**TO BE DONE:**
A - List every local variable declared inside the main method of the code in the polygon thread below, with its type.
B - Decide whether each statement agrees with the polygon thread below. Answer yes or no for each, and quote the words from the thread that settle it.
(i) The instructions require the program to prompt for the number of sides and the radius of the bounding circle.
(ii) The reply says that after the fix, the first point will lie at (0, radius).
(iii) The poster found examples of polygons that line up with a fixed position.
C - Reproduce the stretch of the polygon thread below from "I'm working on" through "on the polygon.", changing nothing.

**SOURCE EXTRACT:**
=-=-=
I'm working on a project and I have most of it done but I'm having trouble seeing how to get the coordinates to line up. I'm stuck and I'm not sure how to get a point to be at 3 o'clock and I'm stuck. I've tried finding examples but all I see is polygons that don't need to lineup with anything. Any help?
The instructions: Suppose an n-sided regular polygon is centered at (0, 0) with one point at the 3 o’clock position, as shown in Figure 5.4. Write a program that prompts the user to enter the number of the sides, the radius of the bounding circle of a polygon, and displays the coordinates of the corner points on the polygon.
import java.util.Scanner;
public class Polygon {
public static void main(String[] args) {
Scanner input = new Scanner(System.in);
System.out.print("Enter the number of sides: ");
int sides = input.nextInt();
System.out.print("Enter the radius of the bounding circle: ");
double radius = input.nextDouble();
input.close();
System.out.println("The coordinates of the points on the polygon are");
for (int i = 0; i < sides; i++) {
double x = radius * java.lang.Math.sin(2.0 * java.lang.Math.PI / sides * i);
double y = radius * java.lang.Math.cos(2.0 * java.lang.Math.PI / sides * i);
System.out.print("(");
System.out.printf("%.2f", x);
System.out.print(" ");
System.out.printf("%.2f",y);
System.out.print(")");
System.out.println();
}
}
}

You need to switch your sin and cos expressions. The the first point of your polygon will then always lie at (radius, 0), i.e. aligned with the 3-o'clock position.
=-=-=
**DATA:**
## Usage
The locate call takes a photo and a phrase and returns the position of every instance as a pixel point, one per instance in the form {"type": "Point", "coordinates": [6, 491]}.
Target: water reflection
=-=-=
**WORKED ANSWERS:**
A -
- input (Scanner)
- sides (int)
- radius (double)
- i (int)
- x (double)
- y (double)

B -
(i) Yes: "prompts the user to enter the number of the sides, the radius of the bounding circle of a polygon"
(ii) No: "will then always lie at (radius, 0)"
(iii) No: "all I see is polygons that don't need to lineup with anything"

C -
I'm working on a project and I have most of it done but I'm having trouble seeing how to get the coordinates to line up. I'm stuck and I'm not sure how to get a point to be at 3 o'clock and I'm stuck. I've tried finding examples but all I see is polygons that don't need to lineup with anything. Any help?
The instructions: Suppose an n-sided regular polygon is centered at (0, 0) with one point at the 3 o’clock position, as shown in Figure 5.4. Write a program that prompts the user to enter the number of the sides, the radius of the bounding circle of a polygon, and displays the coordinates of the corner points on the polygon.